* [Text segment]
Saturday, January 27, 2007

I Live With My Mom

Well, here's the short of it. I live with my mom. And lately I've been concerned. What if I live out my whole life with my mom. Not going out. Not making friends. Not having any lovers. Not getting married or having kids. I mean, I live with my mom. How degrading do you have to get. A perfectly capable 22-year-old. What am I to do?
Getting stressed out about this cannot be a good step to take. I've already gotten a job, albiet it's at a place where a kid can be a kid. Not exactly grown-up, mature material. It's a job. And maybe there will be people there who don't have kids of their own unlike at my previous place of employment. Everyone asked "Do you have kids?" I felt like laughing at them...at my young age, of course not. But young is in the eye of the beholder. Maybe I should have some kids. What's wrong with me!?
I think that's a question everyone asks at some point in their life. Whether it's wondering why we aren't as athletic as the other third-graders or not as brainy as that Valadictorian, it's something we just can't help expressing to the world. Why am I different, why am I "special."
Often we see ourselves stuck between extremes. Well, I'm not like my dad... but I'm not like my mom, either. So what do we do in situations like this.

* [Given information]
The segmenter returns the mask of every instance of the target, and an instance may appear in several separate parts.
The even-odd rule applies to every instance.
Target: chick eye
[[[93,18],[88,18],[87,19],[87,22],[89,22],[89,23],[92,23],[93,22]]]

* [Objectives]
**a.** Answer these questions about the blog post:
(i) What age does the writer give?
(ii) What did everyone at the writer's previous place of employment ask?
(iii) Who does the writer say they are not like, when describing being stuck between extremes?
**b.** Reproduce word for word the part of the blog post that begins at the words "Well, here's the" and stops after "wrong with me!?".
The material placed after the blog post is separate from it.

* [Responses per task]
**a.**
(i) 22 years old.
(ii) "Do you have kids?"
(iii) Their dad and their mom.

**b.**
Well, here's the short of it. I live with my mom. And lately I've been concerned. What if I live out my whole life with my mom. Not going out. Not making friends. Not having any lovers. Not getting married or having kids. I mean, I live with my mom. How degrading do you have to get. A perfectly capable 22-year-old. What am I to do?
Getting stressed out about this cannot be a good step to take. I've already gotten a job, albiet it's at a place where a kid can be a kid. Not exactly grown-up, mature material. It's a job. And maybe there will be people there who don't have kids of their own unlike at my previous place of employment. Everyone asked "Do you have kids?" I felt like laughing at them...at my young age, of course not. But young is in the eye of the beholder. Maybe I should have some kids. What's wrong with me!?